_Extracted text_
· · ·

---
title: "AI Training - Tutoriel - Entraîner un modèle PyTorch et l'exporter au format ONNX (EN)"
description: "Comment entraîner et exporter un modèle de classification d'images au format ONNX avec AI Training"
url: https://docs.ovhcloud.com/fr/guides/public-cloud/ai-machine-learning/ai-training-train-pytorch-model-export-onnx
lang: fr
lastUpdated: 2025-06-27
---
# AI Training - Tutoriel - Entraîner un modèle PyTorch et l'exporter au format ONNX (EN)

## Objective

The aim of this tutorial is to show you how to train a custom PyTorch model and export it into **ONNX** ([Open Neural Network Exchange](https://onnx.ai/)) format.

The goal is to train your own image classification model on the famous [MNIST](http://yann.lecun.com/exdb/mnist/) dataset. At the end of the model training, it will be is saved in PyTorch format (`.pt`) and then transformed into ONNX.

· · ·

_Given exercise 1_
Return, line for line and unchanged, the stretch of the data listing from its first line through the line containing "[404,196,473,218]".

(Data listing)
· · ·

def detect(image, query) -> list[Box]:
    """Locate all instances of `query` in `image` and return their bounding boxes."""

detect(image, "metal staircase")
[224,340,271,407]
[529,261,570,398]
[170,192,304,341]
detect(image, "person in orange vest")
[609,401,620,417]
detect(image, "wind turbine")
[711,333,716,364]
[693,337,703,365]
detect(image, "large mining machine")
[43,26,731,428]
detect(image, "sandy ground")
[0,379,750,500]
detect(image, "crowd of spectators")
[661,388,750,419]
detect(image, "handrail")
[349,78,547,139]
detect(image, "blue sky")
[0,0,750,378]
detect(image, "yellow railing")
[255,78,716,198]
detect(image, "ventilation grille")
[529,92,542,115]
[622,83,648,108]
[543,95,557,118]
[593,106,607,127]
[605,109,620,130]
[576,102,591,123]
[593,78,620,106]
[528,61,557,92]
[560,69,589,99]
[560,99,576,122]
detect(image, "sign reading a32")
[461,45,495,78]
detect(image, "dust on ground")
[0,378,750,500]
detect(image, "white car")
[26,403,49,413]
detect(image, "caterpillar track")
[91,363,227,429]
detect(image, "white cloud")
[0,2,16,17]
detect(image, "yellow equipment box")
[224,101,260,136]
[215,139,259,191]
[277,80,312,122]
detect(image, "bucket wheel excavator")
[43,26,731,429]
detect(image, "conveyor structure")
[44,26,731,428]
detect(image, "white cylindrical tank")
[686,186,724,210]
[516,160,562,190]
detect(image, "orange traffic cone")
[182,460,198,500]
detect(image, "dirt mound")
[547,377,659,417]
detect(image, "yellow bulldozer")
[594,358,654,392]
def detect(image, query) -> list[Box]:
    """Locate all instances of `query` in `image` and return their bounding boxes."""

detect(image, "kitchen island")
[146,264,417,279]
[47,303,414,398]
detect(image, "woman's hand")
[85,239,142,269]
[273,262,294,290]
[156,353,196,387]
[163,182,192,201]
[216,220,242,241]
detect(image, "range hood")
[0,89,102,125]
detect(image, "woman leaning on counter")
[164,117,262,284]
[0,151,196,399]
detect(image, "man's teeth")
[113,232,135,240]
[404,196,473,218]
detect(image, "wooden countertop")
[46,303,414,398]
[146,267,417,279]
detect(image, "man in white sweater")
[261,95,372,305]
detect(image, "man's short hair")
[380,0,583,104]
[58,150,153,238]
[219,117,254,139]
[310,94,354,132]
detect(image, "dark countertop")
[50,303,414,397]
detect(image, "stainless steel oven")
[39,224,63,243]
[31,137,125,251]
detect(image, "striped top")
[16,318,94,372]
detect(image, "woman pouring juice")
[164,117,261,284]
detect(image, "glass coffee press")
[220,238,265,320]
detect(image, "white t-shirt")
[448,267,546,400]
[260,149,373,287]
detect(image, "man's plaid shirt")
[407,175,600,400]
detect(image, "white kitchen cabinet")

· · ·

_Given exercise 2_
Resume the tutorial on training a PyTorch model and exporting it to ONNX format, picking up after its final sentence.

_Exercise answer 1_
def detect(image, query) -> list[Box]:
    """Locate all instances of `query` in `image` and return their bounding boxes."""

detect(image, "metal staircase")
[224,340,271,407]
[529,261,570,398]
[170,192,304,341]
detect(image, "person in orange vest")
[609,401,620,417]
detect(image, "wind turbine")
[711,333,716,364]
[693,337,703,365]
detect(image, "large mining machine")
[43,26,731,428]
detect(image, "sandy ground")
[0,379,750,500]
detect(image, "crowd of spectators")
[661,388,750,419]
detect(image, "handrail")
[349,78,547,139]
detect(image, "blue sky")
[0,0,750,378]
detect(image, "yellow railing")
[255,78,716,198]
detect(image, "ventilation grille")
[529,92,542,115]
[622,83,648,108]
[543,95,557,118]
[593,106,607,127]
[605,109,620,130]
[576,102,591,123]
[593,78,620,106]
[528,61,557,92]
[560,69,589,99]
[560,99,576,122]
detect(image, "sign reading a32")
[461,45,495,78]
detect(image, "dust on ground")
[0,378,750,500]
detect(image, "white car")
[26,403,49,413]
detect(image, "caterpillar track")
[91,363,227,429]
detect(image, "white cloud")
[0,2,16,17]
detect(image, "yellow equipment box")
[224,101,260,136]
[215,139,259,191]
[277,80,312,122]
detect(image, "bucket wheel excavator")
[43,26,731,429]
detect(image, "conveyor structure")
[44,26,731,428]
detect(image, "white cylindrical tank")
[686,186,724,210]
[516,160,562,190]
detect(image, "orange traffic cone")
[182,460,198,500]
detect(image, "dirt mound")
[547,377,659,417]
detect(image, "yellow bulldozer")
[594,358,654,392]
def detect(image, query) -> list[Box]:
    """Locate all instances of `query` in `image` and return their bounding boxes."""

detect(image, "kitchen island")
[146,264,417,279]
[47,303,414,398]
detect(image, "woman's hand")
[85,239,142,269]
[273,262,294,290]
[156,353,196,387]
[163,182,192,201]
[216,220,242,241]
detect(image, "range hood")
[0,89,102,125]
detect(image, "woman leaning on counter")
[164,117,262,284]
[0,151,196,399]
detect(image, "man's teeth")
[113,232,135,240]
[404,196,473,218]

_Exercise answer 2_
Exporting your model in ONNX format allows you to **optimize the inference** of a Machine Learning model.

## Requirements

- A Public Cloud project created.
- The ovhai CLI interface installed on your system (more information [here](/fr/guides/public-cloud/ai-machine-learning/ai-cli-install-client.md)).
- [Docker](https://www.docker.com/get-started) installed and configured to build images.
- An OCI / Docker image registry. You can use a public registry (such as [Docker Hub](https://hub.docker.com/) for example) or a private registry. Refer to the [Creating a private registry](/fr/guides/public-cloud/containers-orchestration/managed-private-registry/creation.md) documentation to create a private registry based on Harbor. To make your registry compatible with AI Solutions usage, follow the [Use & manage your registries](/fr/guides/public-cloud/ai-machine-learning/ai-manage-registries.md) guide.
- Knowledge about building images with [Dockerfile](https://docs.docker.com/engine/reference/builder/).


***

### OVHcloud Control Panel Access

- **Direct link:** <ManagerLink to="/#/pci/projects">Public Cloud Projects</ManagerLink>
- **Navigation path:** <code className="action">Public Cloud</code> > Select your project

***


## Instructions

### Create Object Storage bucket for you ONNX model

To be able to retrieve and use the ONNX model at the end of training, you need to create an empty bucket to store it.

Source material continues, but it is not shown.